-- Work instructions --
Turn every row below into a JSON list of strings, one string per line, with blank lines dropped. Leave the pictures out.

— Start of Available records —

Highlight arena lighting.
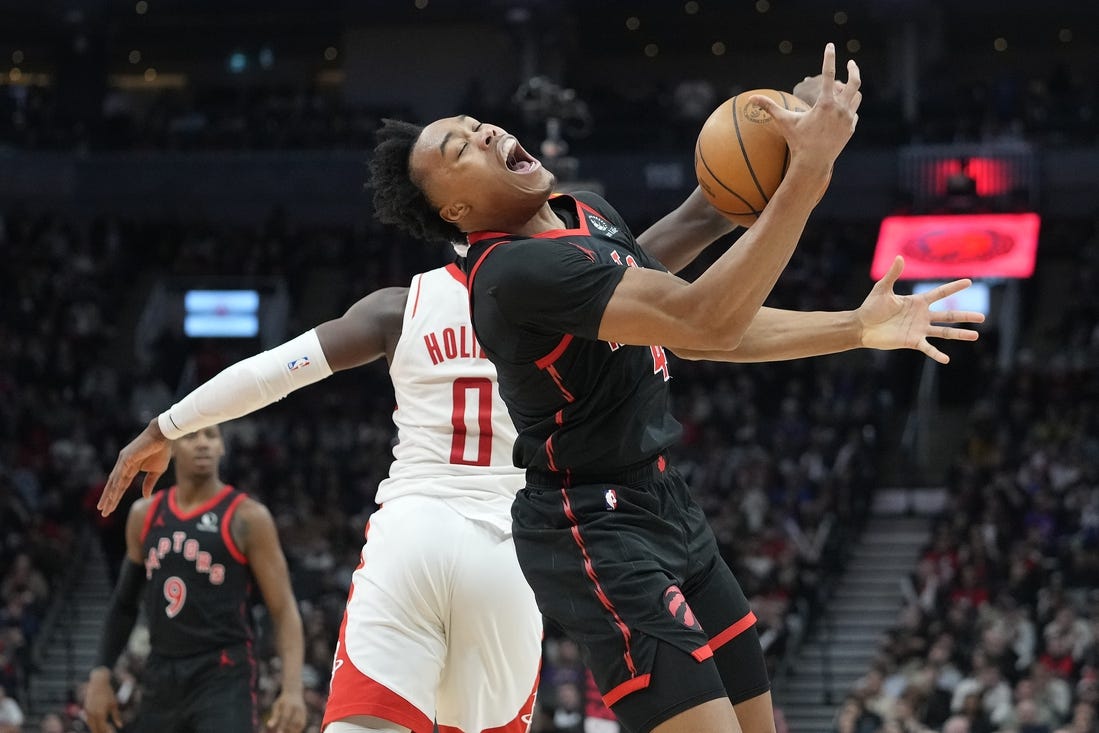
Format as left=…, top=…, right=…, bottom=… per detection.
left=870, top=213, right=1041, bottom=280
left=184, top=290, right=259, bottom=338
left=912, top=280, right=992, bottom=315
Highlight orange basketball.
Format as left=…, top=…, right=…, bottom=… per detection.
left=695, top=89, right=809, bottom=226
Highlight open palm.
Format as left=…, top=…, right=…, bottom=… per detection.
left=856, top=256, right=985, bottom=364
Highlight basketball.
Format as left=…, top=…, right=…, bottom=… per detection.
left=695, top=89, right=809, bottom=226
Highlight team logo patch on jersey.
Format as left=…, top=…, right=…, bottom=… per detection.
left=195, top=512, right=218, bottom=532
left=664, top=586, right=702, bottom=630
left=588, top=214, right=618, bottom=236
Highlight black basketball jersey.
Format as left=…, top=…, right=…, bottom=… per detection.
left=142, top=486, right=252, bottom=657
left=467, top=193, right=681, bottom=476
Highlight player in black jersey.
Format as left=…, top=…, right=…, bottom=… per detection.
left=85, top=425, right=306, bottom=733
left=371, top=44, right=981, bottom=733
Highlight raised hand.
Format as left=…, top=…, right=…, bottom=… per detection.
left=748, top=43, right=863, bottom=170
left=96, top=419, right=171, bottom=517
left=855, top=256, right=985, bottom=364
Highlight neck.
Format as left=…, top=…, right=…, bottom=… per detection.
left=507, top=201, right=565, bottom=236
left=176, top=474, right=225, bottom=506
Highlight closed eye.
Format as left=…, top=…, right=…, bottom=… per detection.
left=457, top=122, right=485, bottom=158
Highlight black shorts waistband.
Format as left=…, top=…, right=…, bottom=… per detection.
left=526, top=454, right=669, bottom=489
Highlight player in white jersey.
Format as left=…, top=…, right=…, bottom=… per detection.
left=100, top=264, right=542, bottom=733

— End of Available records —

-- Expected answer --
[
  "Highlight arena lighting.",
  "Format as left=…, top=…, right=…, bottom=… per detection.",
  "left=870, top=213, right=1041, bottom=280",
  "left=184, top=290, right=259, bottom=338",
  "left=912, top=280, right=992, bottom=315",
  "Highlight orange basketball.",
  "Format as left=…, top=…, right=…, bottom=… per detection.",
  "left=695, top=89, right=809, bottom=226",
  "Highlight open palm.",
  "Format as left=…, top=…, right=…, bottom=… per detection.",
  "left=856, top=256, right=985, bottom=364",
  "Highlight basketball.",
  "Format as left=…, top=…, right=…, bottom=… per detection.",
  "left=695, top=89, right=809, bottom=226",
  "Highlight team logo patch on jersey.",
  "Format as left=…, top=…, right=…, bottom=… per detection.",
  "left=195, top=512, right=218, bottom=532",
  "left=664, top=586, right=702, bottom=630",
  "left=588, top=214, right=618, bottom=236",
  "Highlight black basketball jersey.",
  "Format as left=…, top=…, right=…, bottom=… per detection.",
  "left=142, top=486, right=252, bottom=657",
  "left=467, top=193, right=681, bottom=476",
  "Highlight player in black jersey.",
  "Format as left=…, top=…, right=…, bottom=… per detection.",
  "left=85, top=425, right=306, bottom=733",
  "left=371, top=44, right=981, bottom=733",
  "Highlight raised hand.",
  "Format as left=…, top=…, right=…, bottom=… per detection.",
  "left=748, top=43, right=863, bottom=170",
  "left=96, top=419, right=171, bottom=517",
  "left=855, top=256, right=985, bottom=364",
  "Highlight neck.",
  "Format as left=…, top=…, right=…, bottom=… per detection.",
  "left=507, top=201, right=565, bottom=236",
  "left=176, top=474, right=225, bottom=506",
  "Highlight closed eye.",
  "Format as left=…, top=…, right=…, bottom=… per detection.",
  "left=457, top=122, right=485, bottom=158",
  "Highlight black shorts waistband.",
  "Format as left=…, top=…, right=…, bottom=… per detection.",
  "left=526, top=454, right=669, bottom=489",
  "Highlight player in white jersey.",
  "Format as left=…, top=…, right=…, bottom=… per detection.",
  "left=100, top=264, right=542, bottom=733"
]